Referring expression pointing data
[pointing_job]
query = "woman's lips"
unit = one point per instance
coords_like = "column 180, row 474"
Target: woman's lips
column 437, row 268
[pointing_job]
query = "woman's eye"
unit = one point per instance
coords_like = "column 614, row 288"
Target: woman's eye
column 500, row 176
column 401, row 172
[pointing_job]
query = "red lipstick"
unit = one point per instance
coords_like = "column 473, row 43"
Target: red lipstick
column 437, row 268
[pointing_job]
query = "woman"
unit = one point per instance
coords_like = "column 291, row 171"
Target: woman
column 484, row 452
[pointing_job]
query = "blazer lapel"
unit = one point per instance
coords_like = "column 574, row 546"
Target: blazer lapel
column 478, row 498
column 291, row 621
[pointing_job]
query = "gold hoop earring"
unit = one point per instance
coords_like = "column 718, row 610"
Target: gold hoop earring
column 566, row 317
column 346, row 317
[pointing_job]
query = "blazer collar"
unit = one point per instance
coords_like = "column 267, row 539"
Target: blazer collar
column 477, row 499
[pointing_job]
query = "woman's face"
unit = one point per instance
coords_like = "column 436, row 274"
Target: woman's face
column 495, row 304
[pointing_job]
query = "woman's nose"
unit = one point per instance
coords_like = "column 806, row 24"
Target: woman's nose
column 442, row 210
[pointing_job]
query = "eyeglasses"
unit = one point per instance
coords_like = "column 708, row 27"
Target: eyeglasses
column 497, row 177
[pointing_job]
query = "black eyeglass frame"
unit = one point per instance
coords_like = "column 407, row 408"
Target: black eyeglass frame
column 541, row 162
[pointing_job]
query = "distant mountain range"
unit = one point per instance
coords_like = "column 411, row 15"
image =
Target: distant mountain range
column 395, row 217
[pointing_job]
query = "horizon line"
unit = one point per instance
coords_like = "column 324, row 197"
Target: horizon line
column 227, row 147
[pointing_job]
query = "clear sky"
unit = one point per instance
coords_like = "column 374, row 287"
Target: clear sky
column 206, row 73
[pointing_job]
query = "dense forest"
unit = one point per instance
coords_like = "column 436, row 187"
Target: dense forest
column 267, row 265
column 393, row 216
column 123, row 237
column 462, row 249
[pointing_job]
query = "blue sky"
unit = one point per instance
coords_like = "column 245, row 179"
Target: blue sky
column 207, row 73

* [EXERCISE]: The data above must be returned in full, exactly as written.

* [OUTPUT BELOW]:
[pointing_job]
query = "woman's lips"
unit = one point per instance
coords_like = "column 180, row 474"
Target: woman's lips
column 437, row 268
[pointing_job]
query = "woman's eye"
unit = one point per instance
coords_like = "column 614, row 288"
Target: woman's eye
column 500, row 176
column 401, row 172
[pointing_job]
query = "red lipstick"
unit = one point per instance
coords_like = "column 473, row 43"
Target: red lipstick
column 437, row 268
[pointing_job]
query = "woman"
unit = one point per instance
coords_like = "column 291, row 171"
Target: woman
column 484, row 452
[pointing_job]
query = "blazer lapel"
unit = one point per instance
coords_like = "column 574, row 546"
Target: blazer lapel
column 478, row 498
column 291, row 621
[pointing_job]
query = "gold hoop earring"
unit = one point per instance
coords_like = "column 718, row 610"
Target: gold hoop earring
column 566, row 317
column 346, row 317
[pointing_job]
query = "blazer collar"
unit = one point per instance
coords_like = "column 267, row 539"
Target: blazer collar
column 477, row 499
[pointing_job]
query = "woman's face"
unit = one point per instance
coords_like = "column 436, row 274"
Target: woman's face
column 495, row 304
[pointing_job]
query = "woman's nose"
unit = one point per instance
coords_like = "column 806, row 24"
Target: woman's nose
column 442, row 210
[pointing_job]
query = "eyeglasses"
unit = one point per instance
coords_like = "column 708, row 27"
Target: eyeglasses
column 497, row 177
[pointing_job]
query = "black eyeglass frame"
unit = one point per instance
coords_like = "column 407, row 408"
Target: black eyeglass frame
column 541, row 162
[pointing_job]
query = "distant mountain range"
unit = one point per instance
coords_like = "column 411, row 15"
image =
Target: distant mountain range
column 395, row 217
[pointing_job]
query = "horizon line"
unit = one point per instance
coords_like = "column 324, row 197"
Target: horizon line
column 227, row 147
[pointing_job]
query = "clear sky"
unit = one point per instance
coords_like = "column 374, row 287"
Target: clear sky
column 206, row 73
[pointing_job]
query = "dense forest"
unit = one point per instance
coords_like = "column 436, row 187"
Target: dense forest
column 267, row 265
column 393, row 216
column 123, row 237
column 462, row 249
[pointing_job]
query = "blue sky"
unit = one point per instance
coords_like = "column 245, row 179"
Target: blue sky
column 207, row 73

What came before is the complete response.